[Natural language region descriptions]

[Start of Attachment]

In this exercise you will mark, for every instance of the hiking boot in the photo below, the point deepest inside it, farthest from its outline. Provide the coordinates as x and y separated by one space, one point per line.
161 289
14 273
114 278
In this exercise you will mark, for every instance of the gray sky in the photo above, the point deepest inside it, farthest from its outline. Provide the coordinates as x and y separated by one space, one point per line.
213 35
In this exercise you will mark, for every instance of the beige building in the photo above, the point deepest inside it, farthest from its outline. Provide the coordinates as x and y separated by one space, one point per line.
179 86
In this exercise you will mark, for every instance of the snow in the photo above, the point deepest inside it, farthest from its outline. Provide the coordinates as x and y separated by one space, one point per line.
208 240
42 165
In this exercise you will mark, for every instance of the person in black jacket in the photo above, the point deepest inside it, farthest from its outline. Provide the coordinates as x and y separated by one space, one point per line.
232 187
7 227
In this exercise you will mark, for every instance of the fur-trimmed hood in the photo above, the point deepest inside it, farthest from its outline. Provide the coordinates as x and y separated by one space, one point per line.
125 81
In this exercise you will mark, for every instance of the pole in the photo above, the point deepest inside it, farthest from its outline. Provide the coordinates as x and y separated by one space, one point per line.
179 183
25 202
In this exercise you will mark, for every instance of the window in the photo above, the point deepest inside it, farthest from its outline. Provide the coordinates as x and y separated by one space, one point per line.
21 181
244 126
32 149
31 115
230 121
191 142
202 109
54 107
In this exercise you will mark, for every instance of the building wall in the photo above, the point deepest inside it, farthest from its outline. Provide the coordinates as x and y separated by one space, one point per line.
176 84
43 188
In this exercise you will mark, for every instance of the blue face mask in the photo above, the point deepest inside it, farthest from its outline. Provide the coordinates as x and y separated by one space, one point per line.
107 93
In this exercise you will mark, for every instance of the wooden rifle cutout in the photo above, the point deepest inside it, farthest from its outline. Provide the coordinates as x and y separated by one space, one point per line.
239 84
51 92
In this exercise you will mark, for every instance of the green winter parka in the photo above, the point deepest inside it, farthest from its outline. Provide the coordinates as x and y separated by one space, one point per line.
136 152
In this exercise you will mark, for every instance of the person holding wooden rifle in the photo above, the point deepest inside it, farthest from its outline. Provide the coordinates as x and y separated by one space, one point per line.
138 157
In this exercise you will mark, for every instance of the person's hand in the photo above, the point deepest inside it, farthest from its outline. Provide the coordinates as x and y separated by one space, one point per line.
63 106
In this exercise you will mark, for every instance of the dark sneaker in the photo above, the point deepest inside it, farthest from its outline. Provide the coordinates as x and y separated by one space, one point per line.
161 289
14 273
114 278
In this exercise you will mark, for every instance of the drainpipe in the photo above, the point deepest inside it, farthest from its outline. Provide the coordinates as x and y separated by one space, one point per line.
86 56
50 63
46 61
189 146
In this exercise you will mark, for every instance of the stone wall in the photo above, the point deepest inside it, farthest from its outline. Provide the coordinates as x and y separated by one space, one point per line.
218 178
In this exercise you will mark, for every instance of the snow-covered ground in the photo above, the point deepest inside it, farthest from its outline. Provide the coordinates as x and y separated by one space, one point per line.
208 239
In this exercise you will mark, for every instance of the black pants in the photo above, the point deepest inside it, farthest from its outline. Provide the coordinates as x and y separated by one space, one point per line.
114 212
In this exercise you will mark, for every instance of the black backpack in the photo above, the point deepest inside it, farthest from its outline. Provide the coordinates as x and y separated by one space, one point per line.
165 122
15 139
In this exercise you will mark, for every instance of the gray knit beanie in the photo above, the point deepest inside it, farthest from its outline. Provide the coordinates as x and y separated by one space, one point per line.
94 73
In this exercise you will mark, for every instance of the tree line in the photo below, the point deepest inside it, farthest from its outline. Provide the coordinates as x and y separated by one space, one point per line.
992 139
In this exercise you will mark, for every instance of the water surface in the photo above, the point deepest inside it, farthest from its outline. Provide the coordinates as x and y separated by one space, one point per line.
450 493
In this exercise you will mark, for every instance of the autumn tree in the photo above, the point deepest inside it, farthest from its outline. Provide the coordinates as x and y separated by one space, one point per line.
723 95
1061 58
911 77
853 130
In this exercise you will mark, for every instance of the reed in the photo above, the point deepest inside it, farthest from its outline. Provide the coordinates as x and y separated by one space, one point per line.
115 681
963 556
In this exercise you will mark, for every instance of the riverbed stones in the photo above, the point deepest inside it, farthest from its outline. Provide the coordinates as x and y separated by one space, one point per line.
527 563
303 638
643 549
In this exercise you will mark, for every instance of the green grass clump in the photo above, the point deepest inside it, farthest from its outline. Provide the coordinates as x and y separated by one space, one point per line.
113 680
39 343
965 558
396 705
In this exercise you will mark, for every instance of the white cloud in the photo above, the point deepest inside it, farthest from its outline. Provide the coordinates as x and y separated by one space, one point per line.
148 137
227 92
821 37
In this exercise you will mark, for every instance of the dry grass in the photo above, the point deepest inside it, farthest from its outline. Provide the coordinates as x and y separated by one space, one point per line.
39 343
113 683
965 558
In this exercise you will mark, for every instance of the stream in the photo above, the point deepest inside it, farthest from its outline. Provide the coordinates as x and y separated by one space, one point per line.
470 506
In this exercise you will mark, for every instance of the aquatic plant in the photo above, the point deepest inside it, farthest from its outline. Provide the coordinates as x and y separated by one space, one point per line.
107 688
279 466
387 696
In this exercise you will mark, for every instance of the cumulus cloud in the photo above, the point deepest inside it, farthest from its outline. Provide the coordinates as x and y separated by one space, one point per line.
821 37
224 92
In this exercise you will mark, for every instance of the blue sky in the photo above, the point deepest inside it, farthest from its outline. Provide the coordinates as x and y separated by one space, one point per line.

[End of Attachment]

#### [Exercise]
Repeat each record verbatim.

#### [Response to this exercise]
In this exercise you will mark, for every instance of the hiking boot in the photo below, the point deepest inside it, farthest from its outline. Provide the coordinates as x and y separated by one space, one point per line.
161 289
14 273
114 278
In this exercise you will mark, for every instance of the gray sky in the photo above, the point deepest inside it, farthest from its outline. Provide the coordinates as x and y separated by one space, one point per line.
213 35
In this exercise you will mark, for every instance of the beige building in the photo above, the point deepest inside it, farthest from its outline. Provide the coordinates as x and y separated by one space, one point per line.
179 86
In this exercise you will mark, for every instance of the snow in the photo above, the point deepest inside it, farthest from its outline. Provide the coordinates as x and y separated by one space, one point per line.
208 240
42 165
In this exercise you will mark, for every instance of the person in black jacket in the photo above, the point deepest inside it, farthest from its outline. Provide the coordinates as x and y separated by one space, one point per line.
232 187
7 227
In this exercise you will mark, for every instance of the fur-trimmed hood in the photo above, the point deepest inside it, farthest from its outline. Provide the coordinates as x and y separated by one space, one point per line.
125 81
In this exercise you will mark, for every instance of the pole in the photo above, the point deepest inside it, farthest from its outline. Provide the coordinates as x and y separated by one space, one point per line.
179 183
25 202
In this exercise you will mark, for every instance of the window in the photo above, the point deepest inside it, farthest from its outline. Provide the coordinates as x and y separated by one space, one point per line.
21 181
244 126
32 149
31 115
230 121
191 142
202 109
54 107
In this exercise you will mark, for every instance of the building wall in the photo above, the point deepest inside it, farthest from its outline. Provide the coordinates as x and y separated by one space, one point per line.
176 84
43 188
In this exercise you will mark, for every instance of the blue face mask in the photo above, the point deepest inside it, farthest from its outline. Provide the coordinates as x and y separated by one space, one point per line.
107 93
In this exercise you will mark, for every instance of the wooden rifle cutout in the photo above, the point deepest inside it, farthest from its outline. Provide the coordinates as x and y separated by one space, one point per line.
239 84
51 92
In this exercise you will mark, for every instance of the green winter parka in the photo above, the point deepest inside it, farthest from its outline. Provide the coordinates as x and y separated by one space, one point per line.
136 152
In this exercise you will mark, for every instance of the person holding wooden rifle in the photo above, the point deepest inside it, farthest from its outline. Provide the coordinates as x and y separated by one space, one point per line.
138 157
In this exercise you will mark, for every instance of the person's hand in the photo above, the point deepest inside it, farthest from its outline. Provide the coordinates as x and y separated by one space, one point per line.
63 106
In this exercise you will mark, for every instance of the dark sneaker in the photo above, the point deepest inside it, farthest from its outline. Provide the coordinates as x and y separated by one space, one point per line.
161 289
14 273
114 278
In this exercise you will mark, for every instance of the drainpipe in the photo above, the point deepest inside it, farthest from its outline. Provide the coordinates as x and y separated by one space, one point per line.
86 56
50 63
46 61
189 146
In this exercise you will mark, for every instance of the stone wall in the photo above, the point deepest inside it, farthest from its outline. Provide the coordinates as x and y separated by one space, one point per line.
218 178
In this exercise you will mark, for every instance of the snow-covered ground in the photo above, the point deepest inside it, farthest from its outline. Provide the coordinates as x and y separated by one space, one point per line.
208 239
In this exercise you will mark, for every instance of the black pants in the photo above, the point deepest inside it, farthest from its outline. Provide the coordinates as x and y separated by one space, one point per line.
114 212
In this exercise you will mark, for every instance of the black backpack in the photo above, the point deepest inside it, farthest from its outline. Provide the coordinates as x and y separated by one space, one point per line.
165 122
15 139
In this exercise you will mark, for every instance of the gray knit beanie in the photo above, the point deepest inside it, farthest from its outline. Provide the coordinates as x and y separated by one space, one point per line.
94 73
In this exercise you will mark, for every instance of the tree line in the photo below, the point deepest inside it, farthest from its outline. Provide the coordinates as x and y separated by one space, one point per line.
992 139
In this exercise you will mark, for every instance of the water surface in the photo above, the point deepest inside it, farthest from its outline. Provide the coordinates as x and y separated by one space, one point per line.
450 493
In this exercise you will mark, for every instance of the autumn tree in the photo above, the point deepest inside it, farthest from its outline. Provide the coordinates as x and y separated by one space, one point per line.
723 95
1061 58
911 77
853 130
In this exercise you will mark, for every instance of the reed in the photo above, the point deepest inside it, farthest from its outline. Provide the coordinates as x and y separated by one space, one point per line.
115 681
963 556
In this exercise you will mark, for every instance of the riverbed stones in the photo above, the point deepest inside it, farthest from its outline. Provide the coordinates as x and y separated by one space, one point per line.
527 563
303 638
643 549
In this exercise you will mark, for every instance of the green grass clump in the photo above, the point deepest inside it, farthest from its outline. Provide the coordinates as x and y separated by one space, one point per line.
113 680
39 343
965 558
396 705
In this exercise you will mark, for every instance of the white cloud in the photo above, the point deepest inside it, farthest from its outline. Provide the coordinates as x and y separated by one space, one point per line.
148 137
227 92
821 37
In this exercise you will mark, for every instance of the dry grass in the photo above, the point deepest inside it, farthest from its outline. Provide the coordinates as x and y separated by one space, one point per line.
39 343
113 683
965 558
In this exercise you will mark, for every instance of the stream in the photo above, the point deepest inside it, farthest from its outline. Provide the coordinates as x and y separated by one space, one point per line.
470 506
In this exercise you will mark, for every instance of the aquatic plant in the photo above, the point deepest inside it, farthest from its outline. Provide the coordinates as x and y separated by one space, one point per line.
107 688
279 466
387 696
In this exercise you will mark, for every instance of the cumulus cloud in the photo above, the point deepest inside it, farthest from its outline. Provide the coordinates as x and y separated by one space, one point per line.
821 37
224 92
In this exercise you will mark, for every instance of the blue sky in the photo above, the point deepest inside it, farthest from its outline. Provide the coordinates as x and y separated by one space, one point per line.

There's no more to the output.